» **WRITTEN REQUEST**
Reproduce, without any change, the part of the listing that opens with the line containing "Per instance of the overcast" and runs through the last line of the listing, including both ends.
------------
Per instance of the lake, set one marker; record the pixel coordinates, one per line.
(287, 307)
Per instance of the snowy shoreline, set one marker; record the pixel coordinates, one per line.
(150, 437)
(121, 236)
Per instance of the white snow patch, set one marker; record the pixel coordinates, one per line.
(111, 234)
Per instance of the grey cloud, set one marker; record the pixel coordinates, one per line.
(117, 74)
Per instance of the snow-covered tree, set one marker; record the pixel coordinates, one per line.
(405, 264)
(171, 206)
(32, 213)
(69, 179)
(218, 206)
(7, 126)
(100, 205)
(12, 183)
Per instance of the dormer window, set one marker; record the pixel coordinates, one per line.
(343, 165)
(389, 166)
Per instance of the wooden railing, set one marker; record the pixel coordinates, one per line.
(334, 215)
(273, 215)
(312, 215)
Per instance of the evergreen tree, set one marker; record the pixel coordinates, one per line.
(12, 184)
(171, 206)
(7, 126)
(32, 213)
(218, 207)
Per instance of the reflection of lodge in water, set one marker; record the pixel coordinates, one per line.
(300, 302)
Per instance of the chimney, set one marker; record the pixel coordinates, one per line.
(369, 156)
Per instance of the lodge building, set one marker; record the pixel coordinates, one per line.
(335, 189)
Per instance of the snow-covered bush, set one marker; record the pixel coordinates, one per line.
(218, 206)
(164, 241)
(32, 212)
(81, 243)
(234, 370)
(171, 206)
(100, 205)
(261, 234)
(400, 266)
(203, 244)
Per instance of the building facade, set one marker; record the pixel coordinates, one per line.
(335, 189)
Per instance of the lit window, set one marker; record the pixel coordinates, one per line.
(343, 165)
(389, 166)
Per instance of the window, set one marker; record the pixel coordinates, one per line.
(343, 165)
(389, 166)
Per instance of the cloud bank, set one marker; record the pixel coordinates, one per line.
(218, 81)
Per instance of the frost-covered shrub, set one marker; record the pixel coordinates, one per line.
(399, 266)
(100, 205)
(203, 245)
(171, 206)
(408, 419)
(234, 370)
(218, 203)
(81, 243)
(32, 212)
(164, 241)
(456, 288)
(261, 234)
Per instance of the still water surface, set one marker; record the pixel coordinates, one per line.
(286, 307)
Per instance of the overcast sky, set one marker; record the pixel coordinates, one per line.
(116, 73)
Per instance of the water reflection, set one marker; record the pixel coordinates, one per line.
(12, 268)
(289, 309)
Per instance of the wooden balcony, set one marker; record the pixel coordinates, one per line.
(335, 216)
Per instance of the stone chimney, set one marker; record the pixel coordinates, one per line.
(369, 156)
------------
» **EXERCISE OUTPUT**
Per instance of the overcast sky, set one marker; record the pixel coordinates, one per line.
(116, 73)
Per instance of the water reflection, set one marker; record the pixel coordinates, one per line.
(12, 268)
(289, 309)
Per instance of the wooden balcony, set one marker; record the pixel coordinates, one per line.
(335, 216)
Per instance of the stone chimney, set one marker; record the pixel coordinates, one per line.
(369, 156)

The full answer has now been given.